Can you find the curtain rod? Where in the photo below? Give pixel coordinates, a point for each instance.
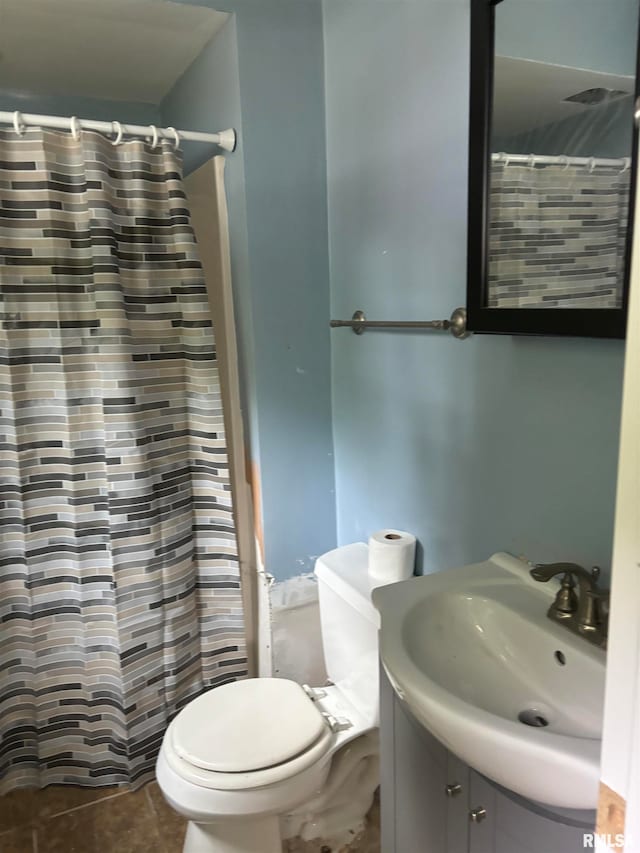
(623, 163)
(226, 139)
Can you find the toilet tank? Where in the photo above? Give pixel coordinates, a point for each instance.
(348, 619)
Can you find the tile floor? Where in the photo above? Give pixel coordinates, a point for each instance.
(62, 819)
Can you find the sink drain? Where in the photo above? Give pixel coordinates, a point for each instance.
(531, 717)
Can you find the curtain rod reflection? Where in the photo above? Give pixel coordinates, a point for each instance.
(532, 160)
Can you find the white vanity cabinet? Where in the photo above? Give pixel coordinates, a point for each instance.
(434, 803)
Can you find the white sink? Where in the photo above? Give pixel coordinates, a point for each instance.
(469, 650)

• • • •

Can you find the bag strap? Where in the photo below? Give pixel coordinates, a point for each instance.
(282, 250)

• • • •

List every line of the material above that contains the word "below", copying each line in full.

Can you find the curtain rod? Where in the photo below? Give pixel coordinates, a point for each instance.
Can you find the bag strap? Where in the photo below? Give pixel coordinates, a point for each instance.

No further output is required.